» Extrahierter Text
-=-=-=-=-

Gerade Trauer begegnet uns in vielen Facetten, jeder reagiert anders und jeder bearbeitet sie auf seine Weise. In meiner Arbeit ist dieses Sachbuch ein wichtiger Bestandteil geworden und auch meine Kollegen/innen, Ärzte und unsere Psychoonkologin haben es für ihre Arbeit eingesetzt und schätzen gelernt, denn leider ist es so, dass unsere Patienten mitunter immer jünger werden und in diesem Zusammenhang ganz andere Voraussetzungen in der Betreuung entstehen.
Eine immer wiederkehrende Frage ist : „Wie sage ich meinen Kindern, dass ich sie bald verlassen werde und wie halte ich Erinnerungen aufrecht, die positiv sind und auch wichtig in der Trauerbewältigung?“ Die Kleinen gehen gerade mit solchen Themen anders um. Manche sind richtig taff und informiert, andere hingegen stehen diesem Thema sehr distanziert gegenüber und andere wiederum sind so sensibel, dass man Angst hat sie mit solchen Themen zu konfrontieren. Kindertrauer ist etwas besonderes, welches Feingefühl, Aufmerksamkeit und eine andere Herangehensweise benötigt um keinen Schaden anzurichten.
Ich betrachte dieses Buch als eine Art Leitfaden, denn die Autorin zeigt nicht nur auf, dass selbst alltägliche Situationen und Missgeschicke zu Trauer führen kann, sondern auch, dass jeder unterschiedlich reagiert, aber vor allem, dass es bei diesem Thema kein richtig oder falsch gibt, und dass jede Äußerung der Gefühle eine wichtige Grundlage ist und somit einfach alles erlaubt ist um sich und seine Seele zu erleichtern.

-=-=-=-=-

» Ausgangsmaterial
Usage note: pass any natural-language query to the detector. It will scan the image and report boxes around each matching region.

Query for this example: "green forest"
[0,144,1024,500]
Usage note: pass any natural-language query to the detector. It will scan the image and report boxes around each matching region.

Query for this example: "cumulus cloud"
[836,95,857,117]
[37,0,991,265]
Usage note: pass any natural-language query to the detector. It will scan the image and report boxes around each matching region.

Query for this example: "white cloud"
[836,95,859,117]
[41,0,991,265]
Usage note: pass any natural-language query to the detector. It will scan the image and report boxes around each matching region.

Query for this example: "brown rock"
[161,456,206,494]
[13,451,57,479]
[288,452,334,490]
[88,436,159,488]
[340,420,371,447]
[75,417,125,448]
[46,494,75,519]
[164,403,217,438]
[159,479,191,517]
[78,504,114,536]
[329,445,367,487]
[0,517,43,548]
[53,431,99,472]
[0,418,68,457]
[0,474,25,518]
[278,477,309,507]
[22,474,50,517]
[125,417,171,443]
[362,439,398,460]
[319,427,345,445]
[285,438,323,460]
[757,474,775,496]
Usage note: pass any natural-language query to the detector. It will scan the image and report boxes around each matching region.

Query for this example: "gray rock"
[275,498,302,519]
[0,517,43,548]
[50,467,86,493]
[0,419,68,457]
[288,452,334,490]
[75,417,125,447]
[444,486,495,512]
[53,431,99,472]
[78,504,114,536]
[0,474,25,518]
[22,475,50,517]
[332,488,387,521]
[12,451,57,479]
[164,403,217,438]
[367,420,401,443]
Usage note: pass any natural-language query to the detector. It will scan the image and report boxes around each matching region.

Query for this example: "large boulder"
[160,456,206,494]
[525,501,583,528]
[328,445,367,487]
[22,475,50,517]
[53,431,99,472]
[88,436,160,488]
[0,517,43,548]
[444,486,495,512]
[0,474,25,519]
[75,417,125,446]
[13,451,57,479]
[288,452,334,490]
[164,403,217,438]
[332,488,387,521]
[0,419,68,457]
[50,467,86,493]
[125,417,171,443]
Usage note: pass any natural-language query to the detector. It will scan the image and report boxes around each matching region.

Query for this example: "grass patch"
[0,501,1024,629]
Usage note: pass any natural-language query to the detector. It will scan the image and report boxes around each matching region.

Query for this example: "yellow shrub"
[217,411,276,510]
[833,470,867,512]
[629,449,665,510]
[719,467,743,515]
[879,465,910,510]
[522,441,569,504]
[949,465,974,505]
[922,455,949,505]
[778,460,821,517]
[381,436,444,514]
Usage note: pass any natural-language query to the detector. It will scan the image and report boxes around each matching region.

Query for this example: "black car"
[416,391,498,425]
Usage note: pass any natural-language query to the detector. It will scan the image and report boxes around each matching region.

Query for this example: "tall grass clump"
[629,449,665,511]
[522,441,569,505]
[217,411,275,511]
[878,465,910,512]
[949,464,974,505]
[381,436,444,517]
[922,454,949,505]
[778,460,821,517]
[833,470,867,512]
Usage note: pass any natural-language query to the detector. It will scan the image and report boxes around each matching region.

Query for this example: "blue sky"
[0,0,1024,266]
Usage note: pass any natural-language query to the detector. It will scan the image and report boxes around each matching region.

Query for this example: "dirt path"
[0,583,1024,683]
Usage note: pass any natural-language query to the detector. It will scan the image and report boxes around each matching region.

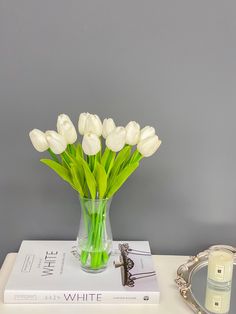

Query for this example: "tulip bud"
[45,131,67,154]
[84,114,102,136]
[29,129,49,152]
[139,126,155,141]
[125,121,140,145]
[102,118,116,138]
[57,114,77,144]
[78,112,90,135]
[137,135,161,157]
[106,126,126,152]
[82,133,101,156]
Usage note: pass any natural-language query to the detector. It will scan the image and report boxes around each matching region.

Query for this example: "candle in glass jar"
[208,248,234,284]
[205,285,231,314]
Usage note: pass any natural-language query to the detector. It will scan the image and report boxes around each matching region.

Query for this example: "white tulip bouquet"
[29,113,161,269]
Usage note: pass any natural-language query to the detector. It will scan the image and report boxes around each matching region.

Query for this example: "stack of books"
[4,241,160,304]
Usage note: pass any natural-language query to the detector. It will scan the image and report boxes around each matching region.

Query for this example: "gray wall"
[0,0,236,261]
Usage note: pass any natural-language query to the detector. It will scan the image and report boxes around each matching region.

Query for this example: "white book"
[4,241,160,304]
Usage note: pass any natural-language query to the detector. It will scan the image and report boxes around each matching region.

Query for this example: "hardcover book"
[4,241,160,304]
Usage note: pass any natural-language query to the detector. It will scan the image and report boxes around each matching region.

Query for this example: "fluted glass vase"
[77,197,112,273]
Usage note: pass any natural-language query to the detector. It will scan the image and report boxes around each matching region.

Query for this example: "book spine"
[4,290,160,304]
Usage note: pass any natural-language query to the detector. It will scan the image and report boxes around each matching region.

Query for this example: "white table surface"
[0,253,192,314]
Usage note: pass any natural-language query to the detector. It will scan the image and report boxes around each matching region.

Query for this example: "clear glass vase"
[77,197,112,273]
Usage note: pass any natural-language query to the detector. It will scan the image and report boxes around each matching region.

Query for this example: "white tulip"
[139,126,155,141]
[106,126,126,152]
[78,112,90,135]
[57,114,77,144]
[29,129,49,152]
[137,135,161,157]
[102,118,116,138]
[45,131,67,154]
[84,114,102,136]
[125,121,140,145]
[82,133,101,156]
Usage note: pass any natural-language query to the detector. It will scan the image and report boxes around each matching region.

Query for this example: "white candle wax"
[205,285,231,314]
[208,249,234,284]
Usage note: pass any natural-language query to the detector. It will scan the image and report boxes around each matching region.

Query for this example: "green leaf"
[95,161,107,198]
[67,144,76,157]
[101,147,111,169]
[107,162,139,198]
[105,151,116,176]
[78,157,97,199]
[40,159,72,184]
[109,146,131,185]
[71,165,84,196]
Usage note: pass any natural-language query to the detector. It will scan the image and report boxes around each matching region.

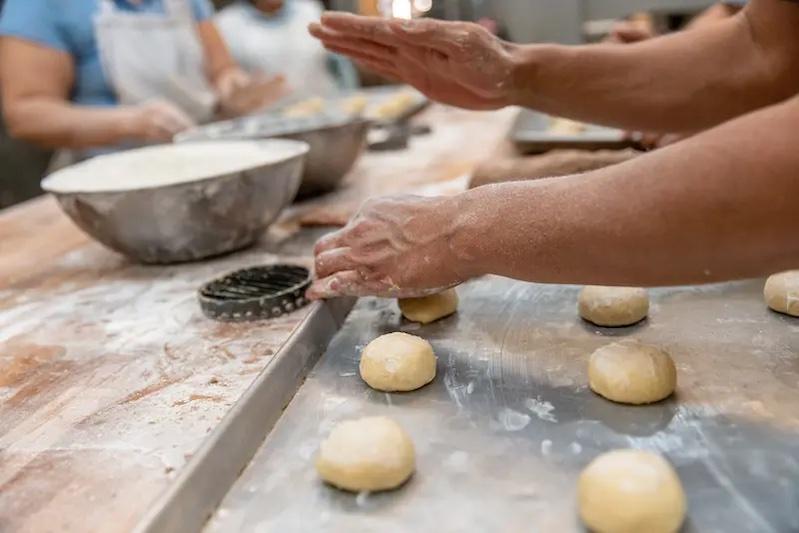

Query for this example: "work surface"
[0,107,513,533]
[207,277,799,533]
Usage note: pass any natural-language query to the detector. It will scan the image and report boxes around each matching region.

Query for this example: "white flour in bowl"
[42,140,308,193]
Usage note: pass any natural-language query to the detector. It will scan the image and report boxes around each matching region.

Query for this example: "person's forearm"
[451,97,799,286]
[6,98,133,149]
[512,0,799,132]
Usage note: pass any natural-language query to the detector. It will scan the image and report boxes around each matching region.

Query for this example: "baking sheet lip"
[133,298,356,533]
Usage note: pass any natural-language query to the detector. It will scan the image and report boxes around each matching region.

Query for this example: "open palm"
[309,13,513,109]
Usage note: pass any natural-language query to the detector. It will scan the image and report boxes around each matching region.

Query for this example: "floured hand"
[309,13,516,109]
[308,196,470,300]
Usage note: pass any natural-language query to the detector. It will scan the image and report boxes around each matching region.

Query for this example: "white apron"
[214,0,337,96]
[94,0,217,122]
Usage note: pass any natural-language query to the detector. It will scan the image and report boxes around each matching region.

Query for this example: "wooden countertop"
[0,106,513,532]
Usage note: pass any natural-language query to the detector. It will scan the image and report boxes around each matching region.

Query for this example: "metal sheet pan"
[206,277,799,533]
[511,109,635,153]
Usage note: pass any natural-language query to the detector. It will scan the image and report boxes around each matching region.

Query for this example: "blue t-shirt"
[0,0,214,106]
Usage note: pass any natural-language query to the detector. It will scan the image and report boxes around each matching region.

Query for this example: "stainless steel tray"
[198,277,799,533]
[511,109,635,153]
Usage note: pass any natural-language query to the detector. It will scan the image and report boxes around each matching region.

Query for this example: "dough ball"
[577,450,686,533]
[763,270,799,316]
[360,332,436,392]
[316,416,416,492]
[397,289,458,324]
[588,341,677,404]
[579,285,649,327]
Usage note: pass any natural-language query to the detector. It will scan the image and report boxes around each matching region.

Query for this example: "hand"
[214,67,252,101]
[123,100,195,143]
[308,196,471,300]
[308,13,516,109]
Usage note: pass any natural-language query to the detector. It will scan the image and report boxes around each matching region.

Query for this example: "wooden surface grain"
[0,106,513,532]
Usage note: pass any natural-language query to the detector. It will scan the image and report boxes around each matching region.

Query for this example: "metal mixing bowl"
[175,113,370,196]
[42,140,308,264]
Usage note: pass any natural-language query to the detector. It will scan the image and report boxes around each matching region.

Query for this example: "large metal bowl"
[42,140,308,264]
[175,114,370,196]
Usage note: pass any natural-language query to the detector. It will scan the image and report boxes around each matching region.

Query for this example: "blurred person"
[606,0,748,149]
[606,0,747,44]
[214,0,358,96]
[0,0,286,158]
[308,0,799,298]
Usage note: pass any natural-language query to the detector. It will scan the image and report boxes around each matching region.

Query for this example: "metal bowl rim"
[41,137,311,197]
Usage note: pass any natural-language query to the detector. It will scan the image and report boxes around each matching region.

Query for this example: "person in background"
[0,0,286,158]
[214,0,358,96]
[606,0,748,149]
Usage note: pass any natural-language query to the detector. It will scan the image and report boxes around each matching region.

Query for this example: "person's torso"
[58,0,197,106]
[216,0,336,93]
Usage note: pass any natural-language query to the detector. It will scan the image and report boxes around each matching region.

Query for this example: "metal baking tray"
[510,109,636,153]
[138,276,799,533]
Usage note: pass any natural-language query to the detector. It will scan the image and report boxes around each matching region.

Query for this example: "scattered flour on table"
[498,407,530,431]
[524,396,558,422]
[541,439,552,457]
[444,450,469,472]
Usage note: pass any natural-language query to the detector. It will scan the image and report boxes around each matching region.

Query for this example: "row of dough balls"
[316,291,686,533]
[316,289,458,492]
[578,270,799,327]
[316,416,687,533]
[316,271,799,533]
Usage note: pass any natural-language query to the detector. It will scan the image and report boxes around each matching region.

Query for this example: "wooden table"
[0,106,513,532]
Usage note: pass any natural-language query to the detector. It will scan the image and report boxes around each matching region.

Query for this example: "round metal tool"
[198,265,311,322]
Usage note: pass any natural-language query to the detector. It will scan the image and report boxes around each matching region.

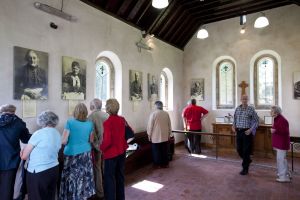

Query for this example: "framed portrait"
[129,70,143,101]
[216,117,225,123]
[293,72,300,99]
[264,116,273,124]
[61,56,86,100]
[147,73,159,101]
[13,46,48,100]
[190,78,204,101]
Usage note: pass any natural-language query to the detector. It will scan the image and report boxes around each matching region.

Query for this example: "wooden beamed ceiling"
[81,0,300,49]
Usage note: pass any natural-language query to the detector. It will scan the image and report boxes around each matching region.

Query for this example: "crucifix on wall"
[239,81,248,96]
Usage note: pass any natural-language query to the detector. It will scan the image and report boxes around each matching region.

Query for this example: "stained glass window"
[216,60,235,108]
[96,60,110,102]
[255,56,278,108]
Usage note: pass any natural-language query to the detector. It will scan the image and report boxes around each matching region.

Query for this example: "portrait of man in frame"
[129,70,143,101]
[190,78,204,101]
[61,56,86,100]
[14,46,48,100]
[294,72,300,99]
[147,73,159,101]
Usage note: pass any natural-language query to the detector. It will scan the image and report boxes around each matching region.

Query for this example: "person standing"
[271,106,291,182]
[182,99,208,154]
[0,104,31,200]
[14,50,48,100]
[20,111,61,200]
[130,72,143,100]
[59,103,95,200]
[232,95,259,175]
[100,99,128,200]
[88,98,108,199]
[147,101,171,168]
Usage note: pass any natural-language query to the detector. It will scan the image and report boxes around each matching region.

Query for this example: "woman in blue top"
[59,103,95,200]
[20,111,61,200]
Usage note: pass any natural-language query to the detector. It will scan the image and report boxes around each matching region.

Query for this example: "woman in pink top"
[271,106,291,182]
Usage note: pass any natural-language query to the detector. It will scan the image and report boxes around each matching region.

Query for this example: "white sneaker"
[276,178,291,183]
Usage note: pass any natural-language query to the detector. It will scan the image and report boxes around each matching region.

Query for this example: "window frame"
[216,59,236,109]
[95,57,115,105]
[253,54,279,110]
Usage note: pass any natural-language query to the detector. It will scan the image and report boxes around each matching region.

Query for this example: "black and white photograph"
[147,73,159,101]
[294,72,300,99]
[129,70,143,101]
[62,56,86,100]
[191,78,204,101]
[14,46,48,100]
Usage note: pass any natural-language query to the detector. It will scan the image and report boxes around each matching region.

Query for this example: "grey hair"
[36,110,59,127]
[0,104,17,113]
[90,98,102,110]
[271,106,282,114]
[154,101,163,110]
[105,99,120,115]
[191,99,197,105]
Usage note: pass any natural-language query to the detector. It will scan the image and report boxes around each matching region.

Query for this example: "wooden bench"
[125,131,175,174]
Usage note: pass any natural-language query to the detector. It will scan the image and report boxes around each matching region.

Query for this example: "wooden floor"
[125,146,300,200]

-=-=-=-=-

» Zu lösende Aufgaben
A – Was benötigt Kindertrauer laut dem extrahierten Text, damit kein Schaden angerichtet wird?
B – Schreiben Sie einen Abschnitt aus dem extrahierten Text wortgetreu ab. Beginnen Sie bei den Worten „Gerade Trauer begegnet“ und hören Sie nach „der Betreuung entstehen.“ auf.

» Lösungen der Aufgaben
A – Feingefühl, Aufmerksamkeit und eine andere Herangehensweise.

B –
Gerade Trauer begegnet uns in vielen Facetten, jeder reagiert anders und jeder bearbeitet sie auf seine Weise. In meiner Arbeit ist dieses Sachbuch ein wichtiger Bestandteil geworden und auch meine Kollegen/innen, Ärzte und unsere Psychoonkologin haben es für ihre Arbeit eingesetzt und schätzen gelernt, denn leider ist es so, dass unsere Patienten mitunter immer jünger werden und in diesem Zusammenhang ganz andere Voraussetzungen in der Betreuung entstehen.